* [Task item]:
What follows is a listing. Return every line of it exactly.

[Opening Data for this exercise section]

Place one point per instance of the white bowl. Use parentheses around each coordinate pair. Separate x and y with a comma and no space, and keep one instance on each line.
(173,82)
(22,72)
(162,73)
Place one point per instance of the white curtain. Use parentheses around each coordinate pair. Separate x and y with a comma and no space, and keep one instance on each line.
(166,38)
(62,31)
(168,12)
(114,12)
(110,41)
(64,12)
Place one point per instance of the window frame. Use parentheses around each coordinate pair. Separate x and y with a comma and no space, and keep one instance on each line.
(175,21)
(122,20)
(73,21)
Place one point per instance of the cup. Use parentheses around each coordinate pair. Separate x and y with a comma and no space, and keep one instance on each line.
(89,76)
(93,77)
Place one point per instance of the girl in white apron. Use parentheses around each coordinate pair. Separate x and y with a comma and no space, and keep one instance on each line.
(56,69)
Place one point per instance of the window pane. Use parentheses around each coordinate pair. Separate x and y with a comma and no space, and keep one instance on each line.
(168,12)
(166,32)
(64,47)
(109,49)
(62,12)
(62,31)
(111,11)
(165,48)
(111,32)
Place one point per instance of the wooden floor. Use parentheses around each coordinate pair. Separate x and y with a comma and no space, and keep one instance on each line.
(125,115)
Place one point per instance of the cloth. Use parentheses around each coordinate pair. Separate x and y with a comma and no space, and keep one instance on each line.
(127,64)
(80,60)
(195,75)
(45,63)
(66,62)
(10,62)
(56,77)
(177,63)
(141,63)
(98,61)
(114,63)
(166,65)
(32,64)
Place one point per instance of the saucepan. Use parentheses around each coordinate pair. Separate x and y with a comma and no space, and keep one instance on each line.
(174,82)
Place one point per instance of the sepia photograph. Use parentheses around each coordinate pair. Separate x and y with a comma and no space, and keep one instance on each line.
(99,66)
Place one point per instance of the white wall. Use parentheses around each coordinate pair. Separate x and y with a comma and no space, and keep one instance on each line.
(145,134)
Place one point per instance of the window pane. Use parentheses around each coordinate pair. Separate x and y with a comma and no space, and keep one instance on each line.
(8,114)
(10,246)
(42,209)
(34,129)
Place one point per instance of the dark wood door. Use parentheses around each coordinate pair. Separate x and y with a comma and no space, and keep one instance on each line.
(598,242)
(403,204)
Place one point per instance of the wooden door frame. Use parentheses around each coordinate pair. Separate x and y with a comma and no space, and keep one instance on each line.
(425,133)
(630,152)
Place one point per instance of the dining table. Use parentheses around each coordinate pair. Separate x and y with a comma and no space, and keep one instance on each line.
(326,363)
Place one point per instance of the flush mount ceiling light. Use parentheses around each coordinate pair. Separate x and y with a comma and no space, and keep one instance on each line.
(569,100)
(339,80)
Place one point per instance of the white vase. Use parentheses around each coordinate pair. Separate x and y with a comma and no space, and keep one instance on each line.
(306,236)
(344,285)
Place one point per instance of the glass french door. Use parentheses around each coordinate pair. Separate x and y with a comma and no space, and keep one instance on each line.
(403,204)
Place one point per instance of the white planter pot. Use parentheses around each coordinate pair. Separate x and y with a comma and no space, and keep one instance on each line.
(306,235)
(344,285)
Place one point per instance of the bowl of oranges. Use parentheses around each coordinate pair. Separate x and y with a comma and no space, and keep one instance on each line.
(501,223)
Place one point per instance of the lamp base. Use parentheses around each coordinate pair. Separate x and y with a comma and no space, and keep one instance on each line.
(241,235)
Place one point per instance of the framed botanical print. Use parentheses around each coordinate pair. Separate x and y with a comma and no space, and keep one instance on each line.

[Closing Data for this exercise section]

* [Solution for this task]:
Place one point per instance of the white bowl. Use parentheses around each coordinate pair. Separate x and y with a comma and no space, and keep one instance on each line.
(173,82)
(22,72)
(162,73)
Place one point per instance of the white curtain. Use parentheses around each coordinate pair. Separate x and y with a comma and no space, and keep one instance on each line.
(166,38)
(62,31)
(168,12)
(114,12)
(110,41)
(64,12)
Place one point per instance of the window frame. Use parentheses around each coordinate pair. Separate x and y with a comma and no space, and keep one instance on each line.
(175,21)
(122,20)
(73,21)
Place one point per instance of the cup. Use parentheses around each coordinate pair. Separate x and y with a comma and no space, and keep one instance on each line.
(89,76)
(93,77)
Place one point per instance of the girl in white apron. Use parentheses around each coordinate pair. Separate x and y with a comma and no space, and keep one instance on each line.
(56,69)
Place one point per instance of the window pane. Use parentheses around each coordinate pair. Separate x and y with a comma and no space, and keep one instance on each line.
(168,12)
(166,32)
(64,47)
(109,49)
(62,12)
(62,31)
(111,11)
(165,48)
(111,32)
Place one point per instance of the wooden floor. Use parentheses around each coordinate pair. Separate x and y with a comma and no space, and keep one instance on each line.
(125,115)
Place one point per instance of the cloth. Use parentheses around each coordinate pair. Separate x and y with a comma and no space, and keep one instance on each line.
(127,64)
(80,60)
(195,75)
(45,63)
(66,62)
(10,62)
(56,77)
(177,63)
(141,63)
(98,61)
(114,63)
(166,65)
(32,64)
Place one point per instance of the saucepan. Use parentheses around each coordinate pair. Separate x and y with a comma and no space, and keep one instance on each line.
(174,82)
Place one point per instance of the sepia photograph. Use parentheses around each coordinate pair. Separate x and y with a comma and no space, and keep one instance on each line.
(99,66)
Place one point per instance of the white wall. Use parentheses around each coordinate pair. Separate x and y with a comma and no space, and keep one instance on each line.
(145,134)
Place one point per instance of the window pane. Use parentheses around each coordinate pair. Separate x and y with a comma and no space, and keep one instance on each line.
(8,114)
(10,246)
(42,209)
(34,129)
Place one point per instance of the dark wood door. Use parentheses around each coordinate pair. Separate x and y with a comma and no space, and keep one instance on each line.
(598,242)
(403,204)
Place one point per instance of the wooden door frame. Use parentheses around each coordinate pair. Separate x and y with a comma and no space, and keep one instance on each line.
(425,133)
(630,152)
Place one point per instance of the dining table. Use parentheses around each coordinate pair. Separate x and y with a comma and no space, and keep one instance on each line.
(326,363)
Place one point per instance of the flush mount ceiling light. Use parentheses around each coordinate pair. Separate x and y with a comma and no space, and keep one instance on each line.
(569,100)
(339,80)
Place one point per instance of the white vase. Use parentheses around each coordinate pair. Separate x and y with a comma and no space, and keep one instance on each line.
(306,236)
(344,285)
Place one point per instance of the glass french door. Use parentheses around each coordinate pair. Separate x and y with a comma and no space, and keep one instance on each line.
(403,204)
Place one point per instance of the white planter pot. Use parentheses around each coordinate pair. Separate x and y with a comma and no space, and keep one instance on each line.
(306,235)
(344,285)
Place one point per instance of the bowl of oranges. Use parentheses around each coordinate pair. Separate x and y with a comma and no space, and keep one instance on each line.
(501,223)
Place one point per instance of the lamp base. Use parentheses around each coordinate pair. Separate x and y with a comma and no space, and keep one instance on each line.
(241,235)
Place one point per instance of the framed botanical print. Use parentheses around each coordinate pair. Separate x and y with a comma and no space, and keep one instance on each line.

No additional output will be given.